(Excerpts from a dataset)
::::

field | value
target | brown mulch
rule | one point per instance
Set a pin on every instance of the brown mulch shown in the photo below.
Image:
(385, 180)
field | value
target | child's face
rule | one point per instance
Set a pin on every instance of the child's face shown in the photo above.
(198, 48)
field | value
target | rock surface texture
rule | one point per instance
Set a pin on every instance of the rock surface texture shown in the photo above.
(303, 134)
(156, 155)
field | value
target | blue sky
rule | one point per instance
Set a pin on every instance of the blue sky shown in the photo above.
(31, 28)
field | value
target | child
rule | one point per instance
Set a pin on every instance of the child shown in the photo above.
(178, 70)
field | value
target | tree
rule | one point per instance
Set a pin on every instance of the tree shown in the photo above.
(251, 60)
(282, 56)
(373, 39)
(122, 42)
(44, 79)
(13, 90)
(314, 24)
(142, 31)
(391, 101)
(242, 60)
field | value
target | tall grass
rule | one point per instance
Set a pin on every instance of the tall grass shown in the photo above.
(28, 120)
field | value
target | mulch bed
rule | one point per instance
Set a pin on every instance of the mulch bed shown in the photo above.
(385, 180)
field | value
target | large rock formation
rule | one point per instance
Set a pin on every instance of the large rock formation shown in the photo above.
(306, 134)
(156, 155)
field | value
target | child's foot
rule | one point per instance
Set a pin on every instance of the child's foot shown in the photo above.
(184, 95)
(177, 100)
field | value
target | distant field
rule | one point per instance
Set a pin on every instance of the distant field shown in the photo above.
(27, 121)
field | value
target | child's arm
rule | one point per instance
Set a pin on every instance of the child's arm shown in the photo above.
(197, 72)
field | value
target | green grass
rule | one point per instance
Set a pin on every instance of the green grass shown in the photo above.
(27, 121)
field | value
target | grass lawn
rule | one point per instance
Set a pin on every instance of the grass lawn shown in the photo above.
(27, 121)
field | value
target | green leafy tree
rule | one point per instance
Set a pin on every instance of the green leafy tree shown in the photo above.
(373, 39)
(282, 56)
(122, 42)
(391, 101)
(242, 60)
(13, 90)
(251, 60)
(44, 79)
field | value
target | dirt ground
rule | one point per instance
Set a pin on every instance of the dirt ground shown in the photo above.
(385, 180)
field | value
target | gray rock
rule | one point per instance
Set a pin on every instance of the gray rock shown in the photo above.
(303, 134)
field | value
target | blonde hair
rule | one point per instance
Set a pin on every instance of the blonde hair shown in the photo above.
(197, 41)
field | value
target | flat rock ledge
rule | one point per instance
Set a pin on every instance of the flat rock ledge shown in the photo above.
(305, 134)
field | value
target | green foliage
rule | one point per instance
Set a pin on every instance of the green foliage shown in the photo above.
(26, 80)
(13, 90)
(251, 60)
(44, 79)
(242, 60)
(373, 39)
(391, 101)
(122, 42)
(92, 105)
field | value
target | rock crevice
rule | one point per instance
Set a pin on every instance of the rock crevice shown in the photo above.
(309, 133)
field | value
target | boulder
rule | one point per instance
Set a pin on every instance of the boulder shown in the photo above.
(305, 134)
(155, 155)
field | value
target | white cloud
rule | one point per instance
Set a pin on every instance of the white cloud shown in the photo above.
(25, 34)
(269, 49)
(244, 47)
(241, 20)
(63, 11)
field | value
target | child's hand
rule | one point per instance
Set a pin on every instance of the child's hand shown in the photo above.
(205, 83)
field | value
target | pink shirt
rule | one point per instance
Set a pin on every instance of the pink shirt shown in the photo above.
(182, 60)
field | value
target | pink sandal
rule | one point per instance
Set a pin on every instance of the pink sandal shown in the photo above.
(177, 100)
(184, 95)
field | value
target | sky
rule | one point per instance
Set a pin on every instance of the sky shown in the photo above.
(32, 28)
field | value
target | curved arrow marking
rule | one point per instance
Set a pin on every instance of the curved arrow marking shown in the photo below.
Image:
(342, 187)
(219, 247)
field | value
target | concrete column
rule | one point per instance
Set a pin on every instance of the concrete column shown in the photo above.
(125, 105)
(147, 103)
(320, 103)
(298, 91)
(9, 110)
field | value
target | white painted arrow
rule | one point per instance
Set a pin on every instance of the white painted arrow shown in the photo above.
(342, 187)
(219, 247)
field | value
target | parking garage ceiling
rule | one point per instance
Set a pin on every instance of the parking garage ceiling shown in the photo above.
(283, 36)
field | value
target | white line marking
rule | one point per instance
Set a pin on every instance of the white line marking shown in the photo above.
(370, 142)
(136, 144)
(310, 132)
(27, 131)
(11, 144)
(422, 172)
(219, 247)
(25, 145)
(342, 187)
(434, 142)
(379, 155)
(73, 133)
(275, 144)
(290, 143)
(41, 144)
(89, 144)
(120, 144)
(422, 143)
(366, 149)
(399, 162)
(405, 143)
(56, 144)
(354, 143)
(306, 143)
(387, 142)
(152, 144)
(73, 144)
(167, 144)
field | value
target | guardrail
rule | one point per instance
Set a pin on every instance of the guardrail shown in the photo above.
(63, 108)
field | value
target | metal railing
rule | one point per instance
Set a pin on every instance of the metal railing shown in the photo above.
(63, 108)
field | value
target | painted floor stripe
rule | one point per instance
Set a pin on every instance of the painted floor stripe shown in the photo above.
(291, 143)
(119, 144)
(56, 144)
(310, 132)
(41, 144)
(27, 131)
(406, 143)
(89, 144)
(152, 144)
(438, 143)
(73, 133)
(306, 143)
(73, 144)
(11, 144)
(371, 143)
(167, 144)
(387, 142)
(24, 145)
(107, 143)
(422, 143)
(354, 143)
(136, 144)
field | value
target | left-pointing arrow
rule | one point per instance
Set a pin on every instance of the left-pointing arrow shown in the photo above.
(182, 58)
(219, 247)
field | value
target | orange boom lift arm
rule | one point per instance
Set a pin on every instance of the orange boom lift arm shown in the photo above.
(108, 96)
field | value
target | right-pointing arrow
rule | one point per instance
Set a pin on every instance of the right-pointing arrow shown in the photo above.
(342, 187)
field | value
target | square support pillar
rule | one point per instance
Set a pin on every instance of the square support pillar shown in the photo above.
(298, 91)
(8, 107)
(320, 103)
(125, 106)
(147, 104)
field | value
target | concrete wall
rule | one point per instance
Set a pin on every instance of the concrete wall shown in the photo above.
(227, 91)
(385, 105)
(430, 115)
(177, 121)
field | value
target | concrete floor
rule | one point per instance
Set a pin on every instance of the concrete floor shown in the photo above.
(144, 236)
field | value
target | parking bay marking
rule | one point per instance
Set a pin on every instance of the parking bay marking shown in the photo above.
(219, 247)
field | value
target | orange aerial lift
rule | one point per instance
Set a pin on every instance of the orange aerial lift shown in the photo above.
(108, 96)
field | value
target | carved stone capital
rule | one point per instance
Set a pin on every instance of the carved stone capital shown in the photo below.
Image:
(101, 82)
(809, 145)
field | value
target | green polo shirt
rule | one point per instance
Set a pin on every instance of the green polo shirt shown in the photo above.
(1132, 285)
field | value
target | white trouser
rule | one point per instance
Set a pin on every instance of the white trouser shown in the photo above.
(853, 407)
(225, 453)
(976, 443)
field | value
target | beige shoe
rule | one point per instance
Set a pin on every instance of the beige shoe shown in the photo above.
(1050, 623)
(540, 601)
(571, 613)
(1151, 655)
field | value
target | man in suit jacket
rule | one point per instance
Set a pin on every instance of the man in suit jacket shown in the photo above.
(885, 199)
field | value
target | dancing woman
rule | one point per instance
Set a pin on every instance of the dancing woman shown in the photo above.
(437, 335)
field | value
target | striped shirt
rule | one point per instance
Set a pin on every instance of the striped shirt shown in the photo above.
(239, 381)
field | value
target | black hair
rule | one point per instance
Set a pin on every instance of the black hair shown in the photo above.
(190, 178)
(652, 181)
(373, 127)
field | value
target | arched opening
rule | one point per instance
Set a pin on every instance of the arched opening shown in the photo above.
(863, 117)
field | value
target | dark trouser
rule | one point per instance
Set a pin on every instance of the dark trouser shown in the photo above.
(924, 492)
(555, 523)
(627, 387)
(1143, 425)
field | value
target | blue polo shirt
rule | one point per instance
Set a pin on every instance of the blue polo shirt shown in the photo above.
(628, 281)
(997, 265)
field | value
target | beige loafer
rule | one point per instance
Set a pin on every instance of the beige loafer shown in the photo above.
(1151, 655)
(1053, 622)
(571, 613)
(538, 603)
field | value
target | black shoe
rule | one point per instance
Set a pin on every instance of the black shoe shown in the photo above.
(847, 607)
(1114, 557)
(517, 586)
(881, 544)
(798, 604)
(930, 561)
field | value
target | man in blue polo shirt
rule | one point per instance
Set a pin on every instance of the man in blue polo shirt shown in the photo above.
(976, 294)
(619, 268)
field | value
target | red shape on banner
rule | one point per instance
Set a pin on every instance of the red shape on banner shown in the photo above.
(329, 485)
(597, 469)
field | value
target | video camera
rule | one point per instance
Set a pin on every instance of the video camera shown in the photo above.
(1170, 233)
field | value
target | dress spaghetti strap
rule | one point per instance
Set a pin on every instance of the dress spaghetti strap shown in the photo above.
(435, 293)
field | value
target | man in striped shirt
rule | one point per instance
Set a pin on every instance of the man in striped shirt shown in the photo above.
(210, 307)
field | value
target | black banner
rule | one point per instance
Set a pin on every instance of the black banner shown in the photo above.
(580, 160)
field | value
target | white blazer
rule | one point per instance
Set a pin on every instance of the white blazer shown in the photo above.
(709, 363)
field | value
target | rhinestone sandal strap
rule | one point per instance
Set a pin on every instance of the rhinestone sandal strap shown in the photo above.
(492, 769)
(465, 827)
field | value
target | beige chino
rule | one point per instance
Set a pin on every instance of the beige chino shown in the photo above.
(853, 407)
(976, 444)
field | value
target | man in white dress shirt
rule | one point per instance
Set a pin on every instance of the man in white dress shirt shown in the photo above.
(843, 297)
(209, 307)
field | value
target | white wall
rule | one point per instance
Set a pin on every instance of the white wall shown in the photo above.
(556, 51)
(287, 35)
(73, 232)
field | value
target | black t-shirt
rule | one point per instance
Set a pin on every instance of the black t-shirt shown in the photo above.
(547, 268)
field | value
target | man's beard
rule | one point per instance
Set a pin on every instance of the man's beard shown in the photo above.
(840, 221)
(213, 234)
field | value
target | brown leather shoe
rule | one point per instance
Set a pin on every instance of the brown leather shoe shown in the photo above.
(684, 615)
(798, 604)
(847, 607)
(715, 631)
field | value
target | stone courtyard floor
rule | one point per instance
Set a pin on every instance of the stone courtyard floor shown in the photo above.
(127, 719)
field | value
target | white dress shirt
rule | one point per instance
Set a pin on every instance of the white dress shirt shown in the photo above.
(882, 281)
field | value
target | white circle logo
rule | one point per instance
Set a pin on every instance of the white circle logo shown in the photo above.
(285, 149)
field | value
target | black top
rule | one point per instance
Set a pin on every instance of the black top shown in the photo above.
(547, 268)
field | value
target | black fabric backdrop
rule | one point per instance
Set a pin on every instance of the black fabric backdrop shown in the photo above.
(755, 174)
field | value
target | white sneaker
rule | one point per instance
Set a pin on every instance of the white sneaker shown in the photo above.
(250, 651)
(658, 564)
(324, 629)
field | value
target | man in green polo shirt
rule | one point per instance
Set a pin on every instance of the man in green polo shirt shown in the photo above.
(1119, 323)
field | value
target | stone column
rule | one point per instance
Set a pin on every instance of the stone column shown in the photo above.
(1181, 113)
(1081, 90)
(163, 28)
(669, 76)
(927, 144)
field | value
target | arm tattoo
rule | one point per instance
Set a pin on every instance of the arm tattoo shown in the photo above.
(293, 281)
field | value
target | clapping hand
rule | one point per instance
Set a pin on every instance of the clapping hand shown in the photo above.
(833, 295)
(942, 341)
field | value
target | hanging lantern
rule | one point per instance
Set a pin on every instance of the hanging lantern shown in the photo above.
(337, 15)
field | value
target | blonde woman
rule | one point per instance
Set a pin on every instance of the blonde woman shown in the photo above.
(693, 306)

::::

Copy, from the lines above, each one that holds "below".

#### Answer to the exercise:
Set a pin on every instance of the brown mulch shown in the photo below.
Set a pin on every instance of the curved arrow marking shown in the photo below.
Set a pin on every instance of the carved stone capital shown in the photo below.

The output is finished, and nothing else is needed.